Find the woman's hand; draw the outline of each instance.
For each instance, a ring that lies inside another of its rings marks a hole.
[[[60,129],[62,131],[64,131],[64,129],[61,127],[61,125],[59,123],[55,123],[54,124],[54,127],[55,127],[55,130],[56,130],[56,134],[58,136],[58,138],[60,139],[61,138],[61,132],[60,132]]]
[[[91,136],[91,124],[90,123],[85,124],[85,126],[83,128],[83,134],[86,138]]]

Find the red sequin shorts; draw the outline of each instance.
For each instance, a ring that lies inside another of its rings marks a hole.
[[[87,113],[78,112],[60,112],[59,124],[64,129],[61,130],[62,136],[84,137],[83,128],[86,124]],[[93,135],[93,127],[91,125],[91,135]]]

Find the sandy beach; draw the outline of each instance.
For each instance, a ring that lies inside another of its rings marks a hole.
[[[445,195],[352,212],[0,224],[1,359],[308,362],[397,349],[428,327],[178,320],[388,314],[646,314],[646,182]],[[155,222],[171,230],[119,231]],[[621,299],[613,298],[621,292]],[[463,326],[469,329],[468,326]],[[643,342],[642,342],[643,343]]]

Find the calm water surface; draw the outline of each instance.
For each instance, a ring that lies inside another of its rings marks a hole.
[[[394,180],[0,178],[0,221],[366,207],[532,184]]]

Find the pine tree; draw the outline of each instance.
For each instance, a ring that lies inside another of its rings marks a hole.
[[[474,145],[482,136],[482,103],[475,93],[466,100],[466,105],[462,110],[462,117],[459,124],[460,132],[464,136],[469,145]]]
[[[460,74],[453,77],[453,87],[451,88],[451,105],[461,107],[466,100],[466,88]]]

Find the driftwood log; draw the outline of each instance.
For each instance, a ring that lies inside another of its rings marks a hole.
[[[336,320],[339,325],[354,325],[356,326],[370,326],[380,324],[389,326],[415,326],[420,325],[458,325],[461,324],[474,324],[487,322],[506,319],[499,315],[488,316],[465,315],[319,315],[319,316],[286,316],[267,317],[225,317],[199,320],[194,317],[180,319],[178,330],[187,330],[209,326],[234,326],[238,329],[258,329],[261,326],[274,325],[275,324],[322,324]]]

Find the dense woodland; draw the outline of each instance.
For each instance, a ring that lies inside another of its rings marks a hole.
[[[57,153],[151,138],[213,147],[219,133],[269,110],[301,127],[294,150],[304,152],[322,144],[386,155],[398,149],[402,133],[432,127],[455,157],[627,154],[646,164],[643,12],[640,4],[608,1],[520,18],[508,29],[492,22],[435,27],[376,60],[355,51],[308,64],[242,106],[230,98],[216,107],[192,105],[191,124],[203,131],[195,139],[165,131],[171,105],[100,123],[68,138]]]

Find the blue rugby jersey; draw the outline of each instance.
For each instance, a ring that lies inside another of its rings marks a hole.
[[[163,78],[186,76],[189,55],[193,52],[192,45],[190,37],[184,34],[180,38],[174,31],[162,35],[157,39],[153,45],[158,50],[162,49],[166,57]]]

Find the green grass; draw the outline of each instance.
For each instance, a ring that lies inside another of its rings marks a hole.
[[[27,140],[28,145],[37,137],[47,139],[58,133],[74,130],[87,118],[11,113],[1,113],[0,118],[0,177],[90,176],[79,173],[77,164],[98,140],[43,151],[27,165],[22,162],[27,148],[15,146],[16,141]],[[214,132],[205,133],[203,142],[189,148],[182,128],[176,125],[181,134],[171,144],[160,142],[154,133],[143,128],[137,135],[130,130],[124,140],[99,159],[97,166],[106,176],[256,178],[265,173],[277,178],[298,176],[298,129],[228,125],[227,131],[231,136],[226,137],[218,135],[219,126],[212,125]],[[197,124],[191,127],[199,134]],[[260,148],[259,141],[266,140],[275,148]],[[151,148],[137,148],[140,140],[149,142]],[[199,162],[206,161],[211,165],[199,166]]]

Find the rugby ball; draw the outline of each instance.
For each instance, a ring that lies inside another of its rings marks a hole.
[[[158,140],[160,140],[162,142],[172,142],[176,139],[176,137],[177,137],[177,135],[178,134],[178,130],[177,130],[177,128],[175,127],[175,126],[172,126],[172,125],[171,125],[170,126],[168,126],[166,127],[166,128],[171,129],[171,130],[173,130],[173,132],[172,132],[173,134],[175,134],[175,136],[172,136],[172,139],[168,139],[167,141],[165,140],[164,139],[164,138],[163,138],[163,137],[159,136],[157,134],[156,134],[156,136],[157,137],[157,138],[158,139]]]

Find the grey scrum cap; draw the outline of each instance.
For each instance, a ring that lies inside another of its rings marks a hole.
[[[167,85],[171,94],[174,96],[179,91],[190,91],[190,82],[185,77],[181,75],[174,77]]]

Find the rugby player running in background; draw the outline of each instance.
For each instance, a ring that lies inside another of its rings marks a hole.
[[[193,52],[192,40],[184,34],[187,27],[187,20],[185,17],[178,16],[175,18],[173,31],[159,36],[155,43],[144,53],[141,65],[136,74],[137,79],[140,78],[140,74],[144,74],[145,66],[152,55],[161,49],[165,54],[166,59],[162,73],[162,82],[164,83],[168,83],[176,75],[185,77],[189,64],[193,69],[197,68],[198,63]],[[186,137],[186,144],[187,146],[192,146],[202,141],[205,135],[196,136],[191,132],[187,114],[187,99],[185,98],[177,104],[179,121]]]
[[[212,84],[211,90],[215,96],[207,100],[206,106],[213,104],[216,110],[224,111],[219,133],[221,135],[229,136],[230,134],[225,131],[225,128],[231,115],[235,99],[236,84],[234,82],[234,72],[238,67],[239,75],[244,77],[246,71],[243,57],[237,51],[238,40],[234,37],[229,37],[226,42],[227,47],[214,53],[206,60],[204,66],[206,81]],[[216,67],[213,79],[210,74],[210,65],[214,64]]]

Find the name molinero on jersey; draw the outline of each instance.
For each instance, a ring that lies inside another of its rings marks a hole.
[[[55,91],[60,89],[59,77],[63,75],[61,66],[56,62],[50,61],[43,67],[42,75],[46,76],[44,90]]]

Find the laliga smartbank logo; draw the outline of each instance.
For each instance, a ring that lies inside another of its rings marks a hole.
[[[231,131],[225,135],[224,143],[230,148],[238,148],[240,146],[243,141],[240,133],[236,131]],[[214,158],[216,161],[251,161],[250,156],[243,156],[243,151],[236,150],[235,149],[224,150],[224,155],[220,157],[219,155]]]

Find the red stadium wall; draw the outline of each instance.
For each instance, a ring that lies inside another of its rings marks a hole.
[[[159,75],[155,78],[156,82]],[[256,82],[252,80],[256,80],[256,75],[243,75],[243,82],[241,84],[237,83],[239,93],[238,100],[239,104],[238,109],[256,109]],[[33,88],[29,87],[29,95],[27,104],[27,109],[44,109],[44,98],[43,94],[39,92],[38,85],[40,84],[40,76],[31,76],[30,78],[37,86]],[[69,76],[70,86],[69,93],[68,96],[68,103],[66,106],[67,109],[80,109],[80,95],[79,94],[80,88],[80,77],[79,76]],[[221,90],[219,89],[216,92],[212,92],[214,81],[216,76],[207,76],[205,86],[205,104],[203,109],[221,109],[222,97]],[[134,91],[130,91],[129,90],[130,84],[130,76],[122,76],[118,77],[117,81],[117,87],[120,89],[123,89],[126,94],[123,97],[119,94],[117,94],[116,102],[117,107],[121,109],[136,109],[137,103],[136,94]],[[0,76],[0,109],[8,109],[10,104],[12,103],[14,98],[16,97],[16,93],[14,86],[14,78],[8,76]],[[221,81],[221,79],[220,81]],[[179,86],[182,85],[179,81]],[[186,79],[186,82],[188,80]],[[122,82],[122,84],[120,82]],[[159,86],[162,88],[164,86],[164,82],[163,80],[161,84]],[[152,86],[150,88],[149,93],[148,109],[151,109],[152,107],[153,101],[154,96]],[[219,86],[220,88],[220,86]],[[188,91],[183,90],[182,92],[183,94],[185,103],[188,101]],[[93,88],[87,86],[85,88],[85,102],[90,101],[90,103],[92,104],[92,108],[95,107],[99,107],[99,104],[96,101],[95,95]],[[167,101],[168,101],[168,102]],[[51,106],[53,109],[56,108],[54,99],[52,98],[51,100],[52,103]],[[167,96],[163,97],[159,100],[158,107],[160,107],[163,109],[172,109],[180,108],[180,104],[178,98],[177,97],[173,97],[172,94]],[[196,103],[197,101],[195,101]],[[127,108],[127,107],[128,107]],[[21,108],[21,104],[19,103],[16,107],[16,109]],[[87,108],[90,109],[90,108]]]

● TASK PROMPT
Gather every line in the records above that contains the word "jersey" and copy each one in full.

● SOLUTION BELOW
Find the blue rugby jersey; draw the outline of each instance.
Find the name molinero on jersey; draw the outline of each instance.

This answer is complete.